-- Problem details --
Report every line of the entries below that contains the string "yellow", copying each such line in full.

-- Record excerpts --
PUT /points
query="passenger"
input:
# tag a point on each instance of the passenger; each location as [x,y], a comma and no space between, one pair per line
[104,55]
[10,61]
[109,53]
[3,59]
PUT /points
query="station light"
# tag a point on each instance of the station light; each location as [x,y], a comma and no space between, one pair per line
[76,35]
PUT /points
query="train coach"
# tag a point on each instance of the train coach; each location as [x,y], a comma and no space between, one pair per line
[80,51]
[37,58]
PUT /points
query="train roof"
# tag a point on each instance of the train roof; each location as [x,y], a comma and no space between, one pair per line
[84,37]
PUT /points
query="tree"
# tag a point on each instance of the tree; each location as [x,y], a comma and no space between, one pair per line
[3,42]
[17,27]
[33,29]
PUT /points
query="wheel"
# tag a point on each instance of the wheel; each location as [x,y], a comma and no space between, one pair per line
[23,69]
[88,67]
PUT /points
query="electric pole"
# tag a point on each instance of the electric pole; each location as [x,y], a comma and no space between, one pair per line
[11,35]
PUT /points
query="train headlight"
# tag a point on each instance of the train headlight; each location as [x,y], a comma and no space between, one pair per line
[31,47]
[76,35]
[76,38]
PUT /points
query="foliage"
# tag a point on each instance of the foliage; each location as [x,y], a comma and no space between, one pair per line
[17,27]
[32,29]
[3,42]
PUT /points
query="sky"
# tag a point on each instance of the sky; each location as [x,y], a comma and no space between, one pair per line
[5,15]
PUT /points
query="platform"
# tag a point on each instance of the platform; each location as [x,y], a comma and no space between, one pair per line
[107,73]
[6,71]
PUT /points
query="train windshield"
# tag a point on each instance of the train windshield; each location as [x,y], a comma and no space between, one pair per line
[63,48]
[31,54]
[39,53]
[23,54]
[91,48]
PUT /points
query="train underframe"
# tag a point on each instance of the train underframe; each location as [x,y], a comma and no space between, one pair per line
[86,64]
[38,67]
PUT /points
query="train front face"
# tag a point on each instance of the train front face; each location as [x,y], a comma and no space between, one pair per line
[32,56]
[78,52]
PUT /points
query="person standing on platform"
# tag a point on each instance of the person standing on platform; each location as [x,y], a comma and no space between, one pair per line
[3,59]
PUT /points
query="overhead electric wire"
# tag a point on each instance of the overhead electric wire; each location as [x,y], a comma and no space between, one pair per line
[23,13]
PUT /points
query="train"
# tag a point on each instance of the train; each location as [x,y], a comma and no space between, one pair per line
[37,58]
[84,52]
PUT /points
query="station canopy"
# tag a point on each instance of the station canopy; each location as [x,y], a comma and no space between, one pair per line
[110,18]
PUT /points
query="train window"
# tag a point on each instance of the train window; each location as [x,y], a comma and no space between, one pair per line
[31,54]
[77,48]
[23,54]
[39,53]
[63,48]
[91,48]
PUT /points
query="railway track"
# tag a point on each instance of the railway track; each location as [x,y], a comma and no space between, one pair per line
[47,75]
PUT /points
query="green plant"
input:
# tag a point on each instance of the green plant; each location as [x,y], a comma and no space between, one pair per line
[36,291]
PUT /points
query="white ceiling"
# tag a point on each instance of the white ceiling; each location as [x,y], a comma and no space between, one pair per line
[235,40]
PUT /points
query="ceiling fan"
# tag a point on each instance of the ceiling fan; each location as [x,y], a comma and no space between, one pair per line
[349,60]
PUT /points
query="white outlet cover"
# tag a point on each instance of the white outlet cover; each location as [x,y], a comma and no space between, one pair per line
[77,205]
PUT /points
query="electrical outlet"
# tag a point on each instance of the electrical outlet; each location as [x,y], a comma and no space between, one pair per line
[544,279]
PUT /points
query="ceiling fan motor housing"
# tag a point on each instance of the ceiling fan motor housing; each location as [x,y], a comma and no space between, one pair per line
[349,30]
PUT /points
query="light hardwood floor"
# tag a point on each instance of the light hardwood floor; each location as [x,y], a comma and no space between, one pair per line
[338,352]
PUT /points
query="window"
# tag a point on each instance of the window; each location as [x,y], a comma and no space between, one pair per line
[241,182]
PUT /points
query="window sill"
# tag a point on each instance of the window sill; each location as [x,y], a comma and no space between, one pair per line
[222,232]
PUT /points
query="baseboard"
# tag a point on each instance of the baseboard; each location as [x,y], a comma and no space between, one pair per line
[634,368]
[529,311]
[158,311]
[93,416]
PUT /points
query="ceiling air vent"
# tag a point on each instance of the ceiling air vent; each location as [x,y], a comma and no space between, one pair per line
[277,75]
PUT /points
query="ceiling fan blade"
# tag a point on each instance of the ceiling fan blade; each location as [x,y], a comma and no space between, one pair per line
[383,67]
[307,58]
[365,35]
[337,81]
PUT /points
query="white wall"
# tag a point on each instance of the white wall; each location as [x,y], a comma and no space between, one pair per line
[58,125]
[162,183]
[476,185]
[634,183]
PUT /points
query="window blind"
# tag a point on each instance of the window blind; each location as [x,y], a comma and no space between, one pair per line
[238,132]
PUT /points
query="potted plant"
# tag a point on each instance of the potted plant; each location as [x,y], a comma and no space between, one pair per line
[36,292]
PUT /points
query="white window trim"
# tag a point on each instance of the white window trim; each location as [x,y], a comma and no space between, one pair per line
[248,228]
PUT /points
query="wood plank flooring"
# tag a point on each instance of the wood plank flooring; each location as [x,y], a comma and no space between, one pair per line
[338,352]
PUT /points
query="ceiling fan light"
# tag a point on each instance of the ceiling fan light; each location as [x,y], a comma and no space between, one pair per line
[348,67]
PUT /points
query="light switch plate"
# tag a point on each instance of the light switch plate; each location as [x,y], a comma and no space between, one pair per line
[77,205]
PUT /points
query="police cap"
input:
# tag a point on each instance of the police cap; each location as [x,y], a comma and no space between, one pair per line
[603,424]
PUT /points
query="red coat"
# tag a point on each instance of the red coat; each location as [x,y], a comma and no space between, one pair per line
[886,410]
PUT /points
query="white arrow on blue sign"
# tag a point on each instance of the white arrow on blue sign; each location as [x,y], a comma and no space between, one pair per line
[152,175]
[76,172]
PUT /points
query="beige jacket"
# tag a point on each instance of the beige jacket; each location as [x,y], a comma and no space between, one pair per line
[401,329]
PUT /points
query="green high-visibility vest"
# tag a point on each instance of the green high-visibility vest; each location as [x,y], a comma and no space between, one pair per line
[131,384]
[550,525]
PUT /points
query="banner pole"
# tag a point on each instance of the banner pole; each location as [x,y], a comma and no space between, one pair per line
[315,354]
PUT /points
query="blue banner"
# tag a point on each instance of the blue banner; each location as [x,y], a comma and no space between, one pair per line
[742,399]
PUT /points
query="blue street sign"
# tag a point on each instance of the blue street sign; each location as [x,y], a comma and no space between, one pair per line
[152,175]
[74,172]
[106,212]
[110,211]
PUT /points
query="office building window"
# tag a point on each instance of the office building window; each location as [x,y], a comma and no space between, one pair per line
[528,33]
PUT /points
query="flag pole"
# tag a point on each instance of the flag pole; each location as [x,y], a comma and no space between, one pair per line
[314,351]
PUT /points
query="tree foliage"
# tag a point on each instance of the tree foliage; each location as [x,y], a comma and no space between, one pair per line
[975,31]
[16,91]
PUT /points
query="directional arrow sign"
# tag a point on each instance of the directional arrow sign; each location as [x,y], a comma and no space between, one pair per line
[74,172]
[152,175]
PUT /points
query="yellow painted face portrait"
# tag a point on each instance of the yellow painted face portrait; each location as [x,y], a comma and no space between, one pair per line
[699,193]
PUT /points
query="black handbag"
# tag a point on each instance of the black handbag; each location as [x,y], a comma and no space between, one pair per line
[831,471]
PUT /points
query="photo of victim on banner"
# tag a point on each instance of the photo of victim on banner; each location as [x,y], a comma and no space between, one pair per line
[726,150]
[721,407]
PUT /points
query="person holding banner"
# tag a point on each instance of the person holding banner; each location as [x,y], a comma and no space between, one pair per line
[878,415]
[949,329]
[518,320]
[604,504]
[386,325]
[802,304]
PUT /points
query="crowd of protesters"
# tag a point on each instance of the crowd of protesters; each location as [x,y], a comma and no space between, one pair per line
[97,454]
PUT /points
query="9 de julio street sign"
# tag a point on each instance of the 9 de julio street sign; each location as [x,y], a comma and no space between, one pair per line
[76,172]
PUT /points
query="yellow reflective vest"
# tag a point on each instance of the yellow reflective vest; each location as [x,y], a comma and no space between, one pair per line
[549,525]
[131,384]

-- Correct answer --
query="yellow painted face portrait"
# tag a point on each instance of the yellow painted face portrait; each location as [x,y], a comma and no space between, one pair per line
query="yellow reflective vest"
# tag a point on each instance of the yellow reflective vest; each location as [x,y], a comma and no space between, one pair per line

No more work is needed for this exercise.